## begin

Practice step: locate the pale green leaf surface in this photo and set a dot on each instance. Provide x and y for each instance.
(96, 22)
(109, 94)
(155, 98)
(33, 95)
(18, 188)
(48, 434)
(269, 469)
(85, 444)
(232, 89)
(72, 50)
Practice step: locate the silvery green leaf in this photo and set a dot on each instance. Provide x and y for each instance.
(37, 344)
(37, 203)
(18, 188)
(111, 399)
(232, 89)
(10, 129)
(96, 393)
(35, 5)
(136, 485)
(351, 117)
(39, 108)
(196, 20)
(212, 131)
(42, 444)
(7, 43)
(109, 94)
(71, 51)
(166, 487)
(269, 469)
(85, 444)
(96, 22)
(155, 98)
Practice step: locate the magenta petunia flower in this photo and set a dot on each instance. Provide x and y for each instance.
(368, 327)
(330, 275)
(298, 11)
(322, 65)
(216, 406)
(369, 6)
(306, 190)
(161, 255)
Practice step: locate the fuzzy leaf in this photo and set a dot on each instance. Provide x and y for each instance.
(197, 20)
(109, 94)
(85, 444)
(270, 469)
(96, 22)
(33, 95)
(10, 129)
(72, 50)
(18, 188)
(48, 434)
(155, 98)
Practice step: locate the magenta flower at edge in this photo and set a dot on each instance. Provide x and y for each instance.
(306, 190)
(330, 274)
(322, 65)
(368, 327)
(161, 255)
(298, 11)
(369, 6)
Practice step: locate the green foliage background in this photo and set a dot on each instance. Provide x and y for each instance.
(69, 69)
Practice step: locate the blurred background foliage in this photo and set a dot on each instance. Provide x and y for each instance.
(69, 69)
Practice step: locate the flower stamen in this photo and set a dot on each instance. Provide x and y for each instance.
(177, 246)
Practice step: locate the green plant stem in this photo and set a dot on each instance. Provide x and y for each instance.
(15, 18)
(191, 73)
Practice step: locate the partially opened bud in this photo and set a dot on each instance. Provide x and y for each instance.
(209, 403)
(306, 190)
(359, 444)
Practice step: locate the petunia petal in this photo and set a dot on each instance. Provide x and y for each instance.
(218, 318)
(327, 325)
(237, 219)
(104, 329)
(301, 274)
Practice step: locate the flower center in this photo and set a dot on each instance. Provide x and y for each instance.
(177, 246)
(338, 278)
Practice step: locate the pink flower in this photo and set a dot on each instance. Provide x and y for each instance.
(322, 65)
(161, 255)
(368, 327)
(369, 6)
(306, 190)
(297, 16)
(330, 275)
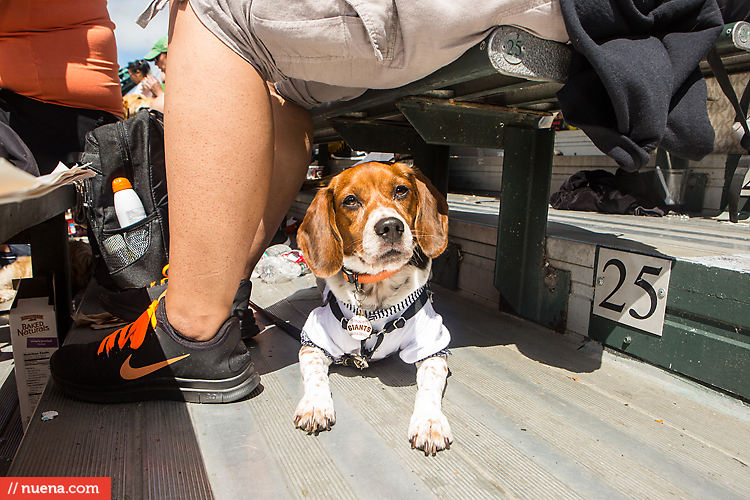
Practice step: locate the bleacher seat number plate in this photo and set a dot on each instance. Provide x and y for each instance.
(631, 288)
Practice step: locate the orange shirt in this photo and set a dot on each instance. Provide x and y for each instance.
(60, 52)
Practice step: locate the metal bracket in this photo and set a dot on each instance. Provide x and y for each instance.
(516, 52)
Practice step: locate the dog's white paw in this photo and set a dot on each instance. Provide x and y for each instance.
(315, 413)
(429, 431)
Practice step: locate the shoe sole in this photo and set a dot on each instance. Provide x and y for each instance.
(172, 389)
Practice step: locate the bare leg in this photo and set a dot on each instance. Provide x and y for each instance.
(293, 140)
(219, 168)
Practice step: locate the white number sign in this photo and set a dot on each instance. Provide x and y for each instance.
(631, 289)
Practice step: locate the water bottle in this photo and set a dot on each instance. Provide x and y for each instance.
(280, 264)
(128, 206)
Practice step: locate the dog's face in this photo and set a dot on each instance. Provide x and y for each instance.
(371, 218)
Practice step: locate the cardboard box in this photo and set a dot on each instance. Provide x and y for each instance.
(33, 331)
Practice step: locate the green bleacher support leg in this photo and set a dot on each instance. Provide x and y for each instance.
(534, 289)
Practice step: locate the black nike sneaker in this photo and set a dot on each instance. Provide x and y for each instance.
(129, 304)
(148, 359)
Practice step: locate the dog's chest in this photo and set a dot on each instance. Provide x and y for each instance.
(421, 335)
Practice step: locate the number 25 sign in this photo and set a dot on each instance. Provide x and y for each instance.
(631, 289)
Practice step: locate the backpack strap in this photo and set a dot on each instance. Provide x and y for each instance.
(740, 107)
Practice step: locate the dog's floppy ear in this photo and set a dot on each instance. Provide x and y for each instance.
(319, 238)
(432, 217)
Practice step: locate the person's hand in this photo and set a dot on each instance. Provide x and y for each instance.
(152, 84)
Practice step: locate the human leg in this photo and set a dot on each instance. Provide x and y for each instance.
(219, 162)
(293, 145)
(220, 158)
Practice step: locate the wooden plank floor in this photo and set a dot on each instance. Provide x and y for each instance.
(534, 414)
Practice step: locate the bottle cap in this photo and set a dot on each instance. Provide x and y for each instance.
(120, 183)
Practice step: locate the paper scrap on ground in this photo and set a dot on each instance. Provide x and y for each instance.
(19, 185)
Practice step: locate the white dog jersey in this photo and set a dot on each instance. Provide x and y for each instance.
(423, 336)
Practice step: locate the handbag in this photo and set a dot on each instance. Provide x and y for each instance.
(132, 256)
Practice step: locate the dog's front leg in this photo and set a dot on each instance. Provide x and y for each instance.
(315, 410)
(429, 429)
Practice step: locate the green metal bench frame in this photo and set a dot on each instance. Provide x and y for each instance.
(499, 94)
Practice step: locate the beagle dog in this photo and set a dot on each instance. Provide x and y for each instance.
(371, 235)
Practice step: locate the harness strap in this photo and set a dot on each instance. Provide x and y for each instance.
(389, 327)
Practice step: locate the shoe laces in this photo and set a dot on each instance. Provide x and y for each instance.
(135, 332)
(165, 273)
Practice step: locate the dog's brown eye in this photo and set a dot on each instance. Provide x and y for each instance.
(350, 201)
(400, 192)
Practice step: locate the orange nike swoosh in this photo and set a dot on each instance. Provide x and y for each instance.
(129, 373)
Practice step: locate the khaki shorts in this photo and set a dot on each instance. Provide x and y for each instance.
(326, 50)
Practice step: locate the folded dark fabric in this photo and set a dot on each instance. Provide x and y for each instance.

## end

STATED TASK:
Reproduce verbatim everything in the data above from the line containing "Practice step: locate the khaki" down to the end of the data, including both of those lines.

SOLUTION TO THE EXERCISE:
Practice step: locate the khaki shorts in this photo and set a dot on each instance. Provide x and y for each instance.
(326, 50)
Practice step: locate the folded dark fabric in this photo and set a dot on each instance. Provide x and y for each instance.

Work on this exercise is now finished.